╔══
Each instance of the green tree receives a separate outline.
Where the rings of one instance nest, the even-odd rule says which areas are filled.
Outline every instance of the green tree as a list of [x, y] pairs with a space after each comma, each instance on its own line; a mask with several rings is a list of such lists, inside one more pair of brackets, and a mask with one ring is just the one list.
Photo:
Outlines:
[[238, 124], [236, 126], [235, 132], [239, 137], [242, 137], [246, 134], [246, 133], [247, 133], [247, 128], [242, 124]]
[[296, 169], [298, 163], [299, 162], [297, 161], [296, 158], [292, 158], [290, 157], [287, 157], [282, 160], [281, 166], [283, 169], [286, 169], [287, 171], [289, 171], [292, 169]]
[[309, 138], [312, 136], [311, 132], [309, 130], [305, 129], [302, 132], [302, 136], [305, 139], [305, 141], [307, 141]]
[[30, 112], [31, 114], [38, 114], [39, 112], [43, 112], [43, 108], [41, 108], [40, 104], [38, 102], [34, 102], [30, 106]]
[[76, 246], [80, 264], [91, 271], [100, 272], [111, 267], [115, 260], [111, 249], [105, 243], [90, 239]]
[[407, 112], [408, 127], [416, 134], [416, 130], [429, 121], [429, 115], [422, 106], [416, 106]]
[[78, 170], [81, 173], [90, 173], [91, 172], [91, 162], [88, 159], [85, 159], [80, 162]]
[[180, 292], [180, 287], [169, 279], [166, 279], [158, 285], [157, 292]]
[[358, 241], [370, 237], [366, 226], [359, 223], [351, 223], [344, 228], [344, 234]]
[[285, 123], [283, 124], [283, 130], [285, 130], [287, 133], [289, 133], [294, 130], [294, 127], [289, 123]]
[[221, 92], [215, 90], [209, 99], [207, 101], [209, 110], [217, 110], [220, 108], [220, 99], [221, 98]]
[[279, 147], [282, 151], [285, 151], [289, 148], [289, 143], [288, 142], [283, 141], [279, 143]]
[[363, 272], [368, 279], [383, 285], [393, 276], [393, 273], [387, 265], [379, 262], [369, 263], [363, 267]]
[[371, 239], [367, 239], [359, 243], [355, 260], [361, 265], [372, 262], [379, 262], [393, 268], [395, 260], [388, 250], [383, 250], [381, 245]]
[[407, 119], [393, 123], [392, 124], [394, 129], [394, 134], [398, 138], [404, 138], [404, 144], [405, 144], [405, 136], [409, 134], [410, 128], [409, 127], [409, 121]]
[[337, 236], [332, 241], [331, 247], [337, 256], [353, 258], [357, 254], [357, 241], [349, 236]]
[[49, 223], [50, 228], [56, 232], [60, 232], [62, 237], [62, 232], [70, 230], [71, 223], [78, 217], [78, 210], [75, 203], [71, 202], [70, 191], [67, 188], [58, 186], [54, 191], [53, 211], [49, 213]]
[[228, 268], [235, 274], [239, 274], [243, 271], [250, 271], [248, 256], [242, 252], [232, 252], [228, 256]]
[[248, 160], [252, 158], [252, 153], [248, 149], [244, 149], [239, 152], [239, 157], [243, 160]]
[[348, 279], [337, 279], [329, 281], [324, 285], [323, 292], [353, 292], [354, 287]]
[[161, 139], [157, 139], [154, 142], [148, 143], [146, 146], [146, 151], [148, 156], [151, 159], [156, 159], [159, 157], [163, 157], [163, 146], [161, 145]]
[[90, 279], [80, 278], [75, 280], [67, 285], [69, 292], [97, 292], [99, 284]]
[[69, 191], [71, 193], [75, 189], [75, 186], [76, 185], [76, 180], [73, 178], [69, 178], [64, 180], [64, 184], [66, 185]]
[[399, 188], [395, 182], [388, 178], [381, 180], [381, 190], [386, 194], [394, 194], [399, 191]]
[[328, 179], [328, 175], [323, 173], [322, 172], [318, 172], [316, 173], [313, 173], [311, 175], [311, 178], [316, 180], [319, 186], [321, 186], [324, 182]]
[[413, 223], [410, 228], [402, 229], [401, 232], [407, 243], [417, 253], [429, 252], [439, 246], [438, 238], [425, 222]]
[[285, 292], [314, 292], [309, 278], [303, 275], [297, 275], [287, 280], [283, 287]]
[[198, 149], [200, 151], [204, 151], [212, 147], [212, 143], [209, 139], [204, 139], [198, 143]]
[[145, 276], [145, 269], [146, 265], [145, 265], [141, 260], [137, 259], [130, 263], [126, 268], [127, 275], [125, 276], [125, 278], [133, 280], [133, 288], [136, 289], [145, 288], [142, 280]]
╚══
- _WORK TO COMPLETE_
Quote the lines above word for word, starting at the first line and ending at the line that contains "127], [289, 123]]", including both.

- _FINAL RESULT_
Each instance of the green tree receives a separate outline.
Where the rings of one instance nest, the even-odd rule says which areas are filled.
Outline every instance of the green tree as a list of [x, y] pairs with a space after each comma, each instance on its own line; a mask with several rings is a list of such lists, inside one more pair of brackets, and a mask with one ring is just the one list.
Photo:
Outlines:
[[238, 124], [236, 126], [235, 132], [239, 137], [242, 137], [246, 134], [246, 133], [247, 133], [247, 128], [242, 124]]
[[296, 169], [298, 163], [299, 162], [297, 161], [296, 158], [292, 158], [290, 157], [287, 157], [282, 160], [281, 166], [283, 169], [286, 169], [287, 171], [289, 171], [292, 169]]
[[309, 138], [312, 136], [311, 132], [309, 130], [305, 129], [302, 132], [302, 136], [305, 139], [305, 141], [307, 141]]
[[30, 112], [31, 114], [38, 114], [39, 112], [43, 112], [43, 108], [41, 108], [40, 104], [38, 102], [34, 102], [30, 106]]
[[76, 246], [80, 264], [91, 271], [100, 272], [111, 267], [115, 260], [111, 249], [105, 243], [90, 239]]
[[407, 112], [408, 127], [416, 134], [416, 130], [429, 121], [429, 115], [422, 106], [416, 106]]
[[78, 170], [81, 173], [90, 173], [91, 172], [91, 162], [88, 159], [85, 159], [80, 162]]
[[180, 292], [180, 287], [169, 279], [166, 279], [158, 285], [157, 292]]
[[358, 241], [370, 237], [366, 226], [359, 223], [351, 223], [344, 228], [344, 234]]
[[285, 123], [283, 124], [283, 130], [285, 130], [287, 133], [289, 133], [294, 130], [294, 127], [289, 123]]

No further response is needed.